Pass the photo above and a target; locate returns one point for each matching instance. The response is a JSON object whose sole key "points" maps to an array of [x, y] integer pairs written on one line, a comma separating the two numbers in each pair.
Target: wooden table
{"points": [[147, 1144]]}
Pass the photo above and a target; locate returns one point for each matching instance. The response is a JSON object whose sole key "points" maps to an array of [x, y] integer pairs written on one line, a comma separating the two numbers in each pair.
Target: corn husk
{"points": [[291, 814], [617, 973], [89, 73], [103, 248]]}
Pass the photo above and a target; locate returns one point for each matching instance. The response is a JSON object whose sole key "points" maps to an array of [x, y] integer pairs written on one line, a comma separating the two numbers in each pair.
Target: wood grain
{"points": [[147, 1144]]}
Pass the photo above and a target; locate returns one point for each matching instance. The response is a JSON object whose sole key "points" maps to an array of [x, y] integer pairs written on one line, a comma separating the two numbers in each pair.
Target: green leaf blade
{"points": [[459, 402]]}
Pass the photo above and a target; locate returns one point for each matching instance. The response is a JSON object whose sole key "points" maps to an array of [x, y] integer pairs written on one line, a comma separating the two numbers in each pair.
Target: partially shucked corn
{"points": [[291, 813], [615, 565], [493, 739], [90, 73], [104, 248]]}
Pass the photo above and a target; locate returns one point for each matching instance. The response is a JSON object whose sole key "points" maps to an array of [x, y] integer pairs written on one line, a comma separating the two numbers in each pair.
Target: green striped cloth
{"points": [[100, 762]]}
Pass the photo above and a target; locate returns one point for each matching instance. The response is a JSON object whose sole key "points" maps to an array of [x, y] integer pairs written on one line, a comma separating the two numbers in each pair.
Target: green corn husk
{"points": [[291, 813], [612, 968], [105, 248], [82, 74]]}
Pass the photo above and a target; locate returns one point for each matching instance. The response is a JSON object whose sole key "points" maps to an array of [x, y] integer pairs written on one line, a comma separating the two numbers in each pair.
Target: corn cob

_OBJECTIVE_. Write out the entries in full, exactly as given.

_REPLY TO THE EXERCISE_.
Pass the photo above and a target; locate returns one point for each matching instance. The response is a JSON object whose sole key "points" maps to an array of [x, y] integer pairs written on one line, a comma separating the two numbers in each pair.
Target: wooden table
{"points": [[147, 1144]]}
Pass the photo above and a target; locate returns one point for each matching instance. The response is a JSON object whose sole key "points" maps to an array of [x, y] integer pairs written on one line, a comma separating the two numbers in each pair.
Target: corn husk
{"points": [[291, 814], [617, 973], [89, 73], [103, 248]]}
Pass the photo above and a target; locate returns one point for each matching instance. The response is a JSON object whose sole key "points" maps to an array of [x, y] integer pairs written on one line, a comma separating the two numbers in each pair.
Target: wood grain
{"points": [[147, 1144]]}
Pass the photo above and a target; locate returns one point for each matching instance. The response is a JSON object whose sole key "points" maps to an array of [x, y] integer pairs written on one line, a comma separating the two numbers in each pair.
Target: green leaf blade
{"points": [[459, 402]]}
Pass the photo above and a target; locate returns one point for each matching instance. The response is a JSON object whose sole key "points" maps to an array of [x, y] integer pairs written on one line, a comma separating the two numbers in each pair.
Target: partially shucked corn
{"points": [[291, 813], [615, 565], [493, 739], [90, 73], [104, 248]]}
Pass the photo above and a target; locate returns one point for each matching instance. The response is a JSON object whose sole key "points" maps to an array of [x, y] integer pairs written on one line, a comma separating the two numbers in each pair.
Target: green striped cloth
{"points": [[100, 762]]}
Pass the photo above and a target; locate returns one point for each matching instance. The response is a JSON object whose sole key "points" maps to an array of [x, y] integer pairs written on one line, a comma separating the two numbers in each pair.
Target: green corn husk
{"points": [[291, 813], [612, 968], [105, 248], [82, 74]]}
Pass the photo above and a target; locate returns one point for each matching instance. The response is a JSON object whose sole key "points" maps to an array of [x, y] integer pairs written on one line, a comma separating the two numbers in each pair.
Target: corn cob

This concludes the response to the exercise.